The law prohibits such actions, and the government generally respected these prohibitions in practice. The Office for Personal Data Protection acknowledged a continuing increase in complaints and inquiries regarding data protection.

Section 2. Respect for Civil Liberties, Including:Share

a. Freedom of Speech and Press

The law provides for freedom of speech and of the press, and the government generally respected these rights in practice.

The law criminalizes treason, secession, subversion of the PRC government, and theft of “state secrets,” as well as “acts in preparation” to commit these offenses. The crimes of treason, secession, and subversion specify the use of violence, and the government stated that the law would not infringe on peaceful political activism or media freedom.

Freedom of Press: The independent media were active and expressed a wide range of views, and international media operated freely. Major newspapers were heavily subsidized by the government and tended to closely follow the PRC government’s policy on sensitive political issues, such as Taiwan; however, they generally reported freely on the SAR, including criticism of the government.

Violence and Harassment: Some journalists who wrote disparagingly of the government complained about disciplinary actions, such as temporary suspension, delayed promotion, and assignment to cover less important stories.

Censorship or Content Restrictions: Activists raised concerns over media self-censorship, particularly because news outlets and journalists worried that certain types of critical coverage might limit government funding. Activists also reported that the Macau government had co-opted senior media managers to serve in various consultative or election committees, which also resulted in self-censorship. Journalists expressed concern that the government’s limiting of news releases about its own activities and its publishing of legal notices only in preferred media outlets influenced editorial content. In September, following public pressure, the government withdrew portions of a controversial media bill that would establish a “press accountability board” with a nebulous mandate for enforcing journalistic ethics.

Internet Freedom

There were no government restrictions on access to the Internet or reports that the government monitored e-mail or Internet chat rooms.

At least 40 percent of the population had an Internet subscription. As of October, according to the Statistics and Census Service, there were 227,682 Internet subscribers in a population of 576,700. This total did not take into account multiple Internet users for one subscription, nor did it factor in those who have access to the Internet through mobile devices.

◆ EXERCISE DESCRIPTION ◆
Please repeat the passage on press and Internet freedom, beginning at "There were no" and stopping after "through mobile devices.", substituting "service plan" for "subscription" wherever it occurs. The material after this passage has nothing to do with the passage on press and Internet freedom.

◆ MATERIAL ◆
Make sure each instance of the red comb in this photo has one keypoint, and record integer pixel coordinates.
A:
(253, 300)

◆ FINAL RESULT ◆
There were no government restrictions on access to the Internet or reports that the government monitored e-mail or Internet chat rooms.

At least 40 percent of the population had an Internet service plan. As of October, according to the Statistics and Census Service, there were 227,682 Internet subscribers in a population of 576,700. This total did not take into account multiple Internet users for one service plan, nor did it factor in those who have access to the Internet through mobile devices.